_TASK ITEM A_: What does the Stat 710 course page say the first half of the class will be devoted to?
_TASK ITEM B_: Return the passage of the Stat 710 course page from "Associate Instructor: Mr." up to and including "with the language.", copied without changes.
_TASK ITEM C_: Continue the Stat 710 course page from where it stops.

Stat 710: Statistical Computing

Logistics

Meetings: Tuesdays and Thursdays, 1-2pm, BH 317

Website: http://jfukuyama.github.io/teaching/stat710

Instructor: Prof. Julia Fukuyama             jfukuyam at iu dot edu
Office hours: Thursdays 2-4pm             Office: Informatics East, Room 201
               
Associate Instructor: Mr. John Koo             johnkoo at iu dot edu
Office hours: Mondays 10:30-11:30am and Wednesdays 1-2pm             Office: Informatics East, Room 103

Course Overview

As a statistician, you will need to manipulate data, optimize, and simulate. You will also need to know enough about how the methods you use work to diagnose problems when they arise and to be able to implement modified versions when the standard implementations don’t suit your purposes.

You also need to write accurate, clean, maintainable, demonstrably correct code. To that end, the first half of the class will be devoted to how to program well, with statistical tasks giving us the computational problems. The class will be primarily in R, with one homework in python and the option of another homework in python for those who would like more experience with the language.

_RECORD SET_:
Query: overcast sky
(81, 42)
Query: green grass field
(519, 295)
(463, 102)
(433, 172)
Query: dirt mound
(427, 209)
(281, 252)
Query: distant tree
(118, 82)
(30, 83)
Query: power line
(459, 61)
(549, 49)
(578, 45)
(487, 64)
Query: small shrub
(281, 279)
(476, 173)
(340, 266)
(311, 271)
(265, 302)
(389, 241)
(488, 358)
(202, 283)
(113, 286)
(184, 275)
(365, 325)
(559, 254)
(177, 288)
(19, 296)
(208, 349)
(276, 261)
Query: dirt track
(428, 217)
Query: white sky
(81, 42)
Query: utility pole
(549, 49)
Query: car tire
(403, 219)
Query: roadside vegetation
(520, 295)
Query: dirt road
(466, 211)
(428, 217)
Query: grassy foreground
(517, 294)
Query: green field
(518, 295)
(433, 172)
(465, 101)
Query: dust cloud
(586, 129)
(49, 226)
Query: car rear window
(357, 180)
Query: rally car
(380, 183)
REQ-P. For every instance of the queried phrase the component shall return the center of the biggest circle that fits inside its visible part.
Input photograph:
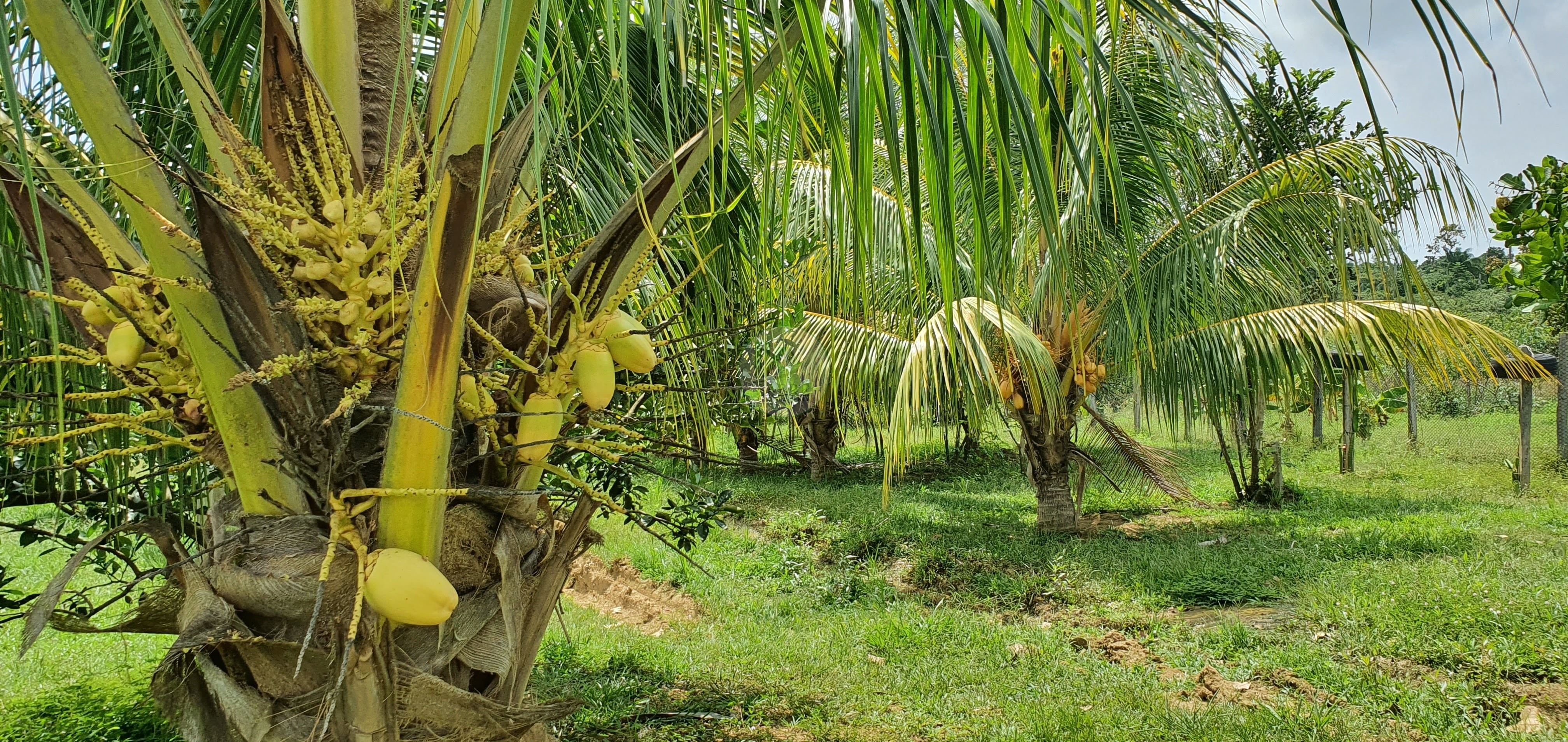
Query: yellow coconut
(405, 587)
(124, 346)
(634, 352)
(542, 421)
(595, 373)
(94, 314)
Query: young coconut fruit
(126, 346)
(634, 352)
(595, 373)
(405, 587)
(542, 421)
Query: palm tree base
(1056, 512)
(264, 648)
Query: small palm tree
(1199, 292)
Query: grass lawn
(1416, 600)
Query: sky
(1413, 101)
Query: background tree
(1533, 219)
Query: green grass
(1418, 558)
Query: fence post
(1279, 478)
(1562, 399)
(1318, 404)
(1348, 418)
(1526, 404)
(1138, 399)
(1410, 401)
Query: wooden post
(1526, 404)
(1318, 405)
(1562, 399)
(1410, 402)
(1348, 418)
(1138, 399)
(1279, 478)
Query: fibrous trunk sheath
(1046, 449)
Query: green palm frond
(1267, 349)
(949, 366)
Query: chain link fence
(1472, 424)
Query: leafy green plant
(1536, 222)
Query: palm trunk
(1046, 451)
(747, 444)
(819, 427)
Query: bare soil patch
(1550, 702)
(1118, 648)
(1258, 691)
(1253, 617)
(618, 590)
(898, 575)
(1209, 686)
(1097, 523)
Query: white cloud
(1415, 103)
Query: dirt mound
(1407, 670)
(1550, 702)
(1117, 648)
(1260, 691)
(1253, 617)
(1216, 689)
(898, 576)
(1095, 523)
(1297, 684)
(620, 590)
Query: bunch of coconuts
(134, 314)
(1089, 376)
(404, 586)
(620, 340)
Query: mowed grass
(1413, 562)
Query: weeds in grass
(93, 711)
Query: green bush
(93, 711)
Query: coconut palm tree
(380, 282)
(1202, 291)
(374, 267)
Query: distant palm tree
(1202, 294)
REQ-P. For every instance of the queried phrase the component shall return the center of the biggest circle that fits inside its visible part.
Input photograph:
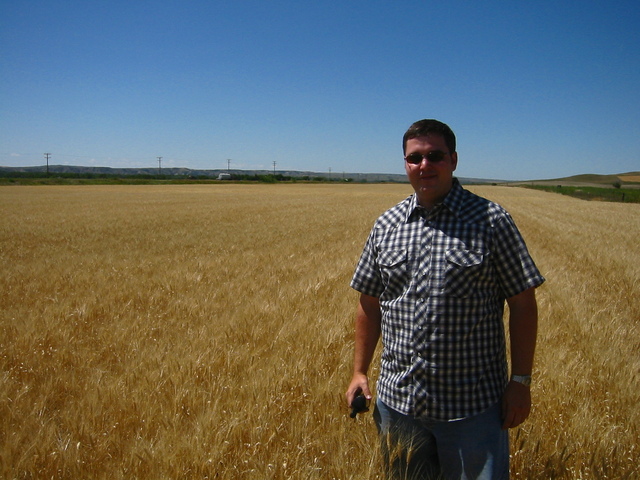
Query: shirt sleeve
(516, 269)
(366, 278)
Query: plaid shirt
(442, 278)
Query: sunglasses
(434, 156)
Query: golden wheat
(206, 332)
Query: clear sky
(532, 89)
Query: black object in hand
(358, 405)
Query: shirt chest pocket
(394, 271)
(462, 270)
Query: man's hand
(516, 404)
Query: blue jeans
(471, 448)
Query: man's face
(431, 180)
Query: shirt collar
(453, 202)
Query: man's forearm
(523, 329)
(367, 333)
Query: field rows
(206, 332)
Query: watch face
(524, 379)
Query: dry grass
(206, 332)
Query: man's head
(426, 127)
(430, 160)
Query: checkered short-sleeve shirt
(442, 278)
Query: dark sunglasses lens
(435, 156)
(414, 158)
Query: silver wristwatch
(523, 379)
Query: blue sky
(541, 89)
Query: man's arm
(523, 328)
(368, 318)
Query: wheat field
(205, 331)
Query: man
(433, 277)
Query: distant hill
(628, 180)
(193, 173)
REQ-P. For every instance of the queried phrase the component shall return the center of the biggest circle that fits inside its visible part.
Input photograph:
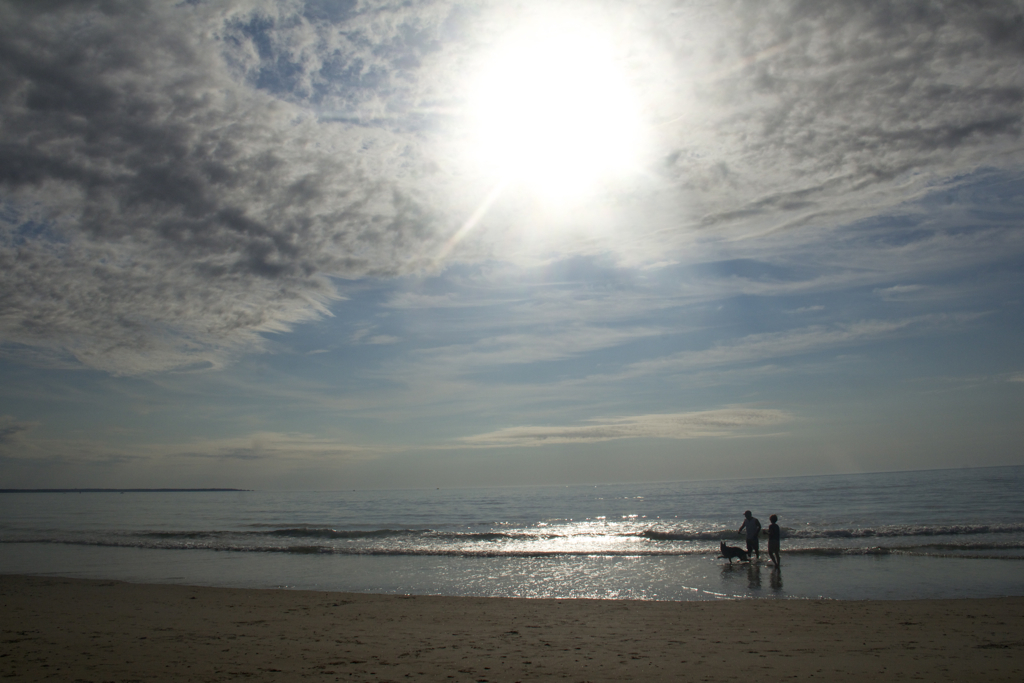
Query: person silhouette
(753, 527)
(773, 541)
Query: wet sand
(79, 630)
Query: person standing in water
(773, 541)
(753, 527)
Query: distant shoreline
(114, 491)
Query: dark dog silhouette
(732, 551)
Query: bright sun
(553, 111)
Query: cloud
(807, 111)
(11, 429)
(725, 422)
(758, 347)
(161, 213)
(275, 446)
(898, 292)
(279, 447)
(179, 179)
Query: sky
(335, 245)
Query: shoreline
(93, 630)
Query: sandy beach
(76, 630)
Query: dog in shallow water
(732, 551)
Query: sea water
(935, 534)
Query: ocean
(937, 534)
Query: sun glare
(553, 111)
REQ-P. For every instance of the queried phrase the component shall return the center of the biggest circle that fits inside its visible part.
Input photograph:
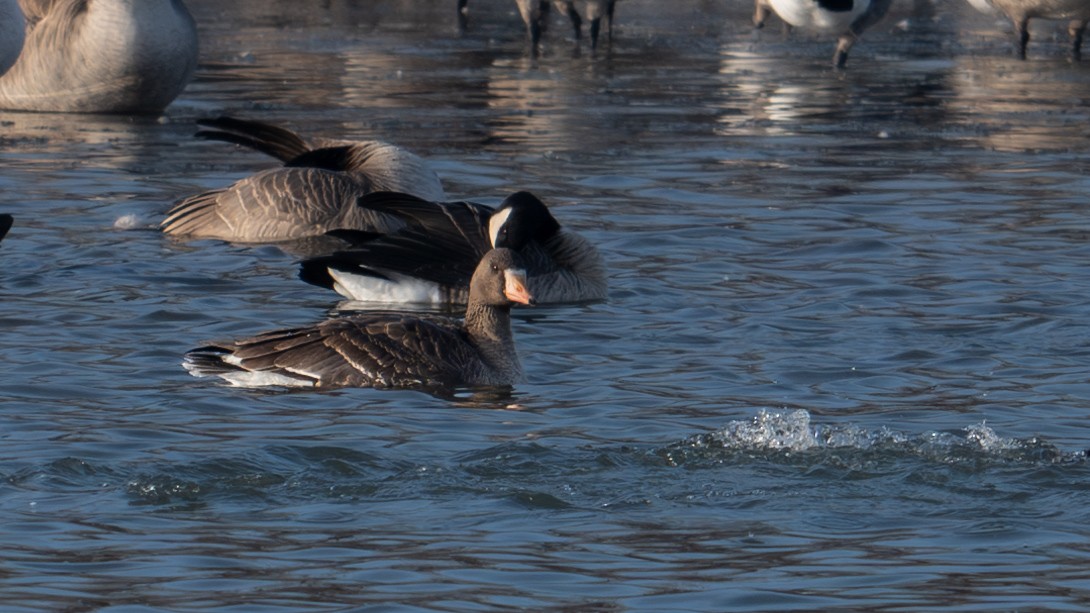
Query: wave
(791, 433)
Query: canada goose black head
(521, 218)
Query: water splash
(791, 433)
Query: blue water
(843, 364)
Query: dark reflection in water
(842, 364)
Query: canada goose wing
(338, 158)
(368, 350)
(277, 205)
(464, 221)
(271, 140)
(438, 259)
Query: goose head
(500, 280)
(521, 218)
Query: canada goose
(389, 349)
(315, 191)
(847, 19)
(1020, 11)
(101, 56)
(433, 259)
(12, 33)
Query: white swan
(1020, 11)
(101, 56)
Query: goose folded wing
(376, 349)
(450, 220)
(441, 259)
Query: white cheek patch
(496, 223)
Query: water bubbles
(790, 434)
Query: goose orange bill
(515, 287)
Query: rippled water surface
(843, 364)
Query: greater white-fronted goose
(12, 33)
(846, 19)
(432, 260)
(315, 191)
(389, 349)
(101, 56)
(1020, 11)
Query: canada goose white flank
(432, 260)
(377, 349)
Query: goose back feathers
(376, 349)
(314, 192)
(12, 33)
(101, 56)
(432, 260)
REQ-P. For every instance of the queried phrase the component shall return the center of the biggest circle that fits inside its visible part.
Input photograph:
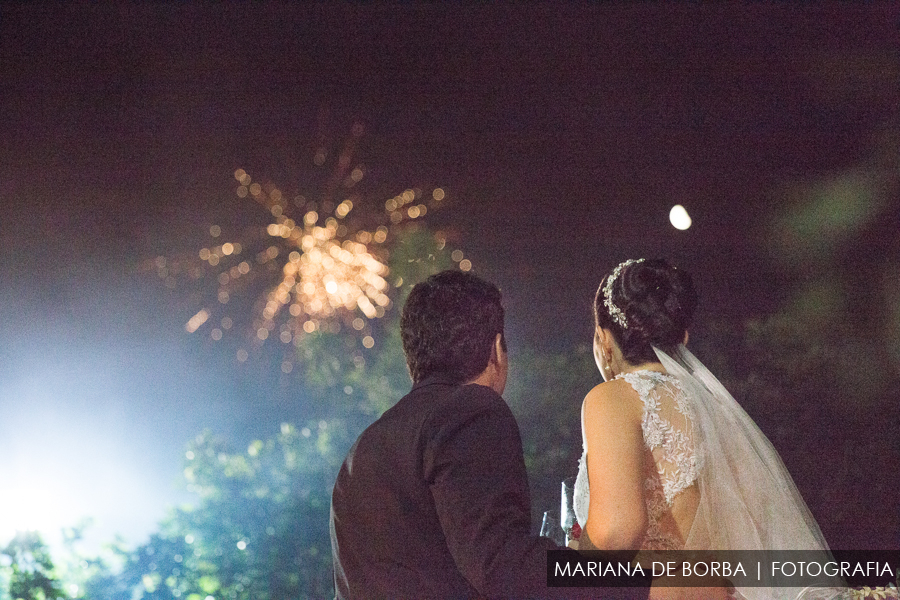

_RESULT A_: How to program well.

_RESULT B_:
Associate Instructor: Mr. John Koo             johnkoo at iu dot edu
Office hours: Mondays 10:30-11:30am and Wednesdays 1-2pm             Office: Informatics East, Room 103

Course Overview

As a statistician, you will need to manipulate data, optimize, and simulate. You will also need to know enough about how the methods you use work to diagnose problems when they arise and to be able to implement modified versions when the standard implementations don’t suit your purposes.

You also need to write accurate, clean, maintainable, demonstrably correct code. To that end, the first half of the class will be devoted to how to program well, with statistical tasks giving us the computational problems. The class will be primarily in R, with one homework in python and the option of another homework in python for those who would like more experience with the language.

_RESULT C_:
Once we have the software engineering down, we will move on to the algorithms used in applied statistics. These can be roughly broken up into optimization methods and stochastic simulation methods. For optimization, we will cover gradient descent, stochastic gradient descent, the EM algorithm, and topics in convex optimization. Stochastic algorithms will include rejection sampling, Metropolis-Hastings, and Gibbs sampling.

Textbooks

The primary textbook for the course with be The Art of R Programming, by Norman Matloff.

The R Cookbook, by Paul Teetor, will also be useful.

Additional readings will be posted on the course website.

Assessment

Assessment will be based on a combination of homework, an in-class midterm, and an in-class final on the scheduled final exam date. Final grades will be based on:

There will be 10 homeworks over the course of the semester, generally graded out of 5 points, with one point for a good-faith effort at all the problems, 5 points for correct answers with clean code, and an intermediate number of points otherwise.

Homeworks will be assigned on Sundays and due the following Tuesday (9 days later). At the time the homework is assigned, we will generally not have covered all the material needed to complete the homework, but we will have covered everything by the Thursday before the due date. The idea is to give you the homework early enough that you can think about it while the material is being covered in lecture. Therefore, it will generally be a good idea to take a look at the homework when it is assigned even if you aren’t able to complete all the problems yet.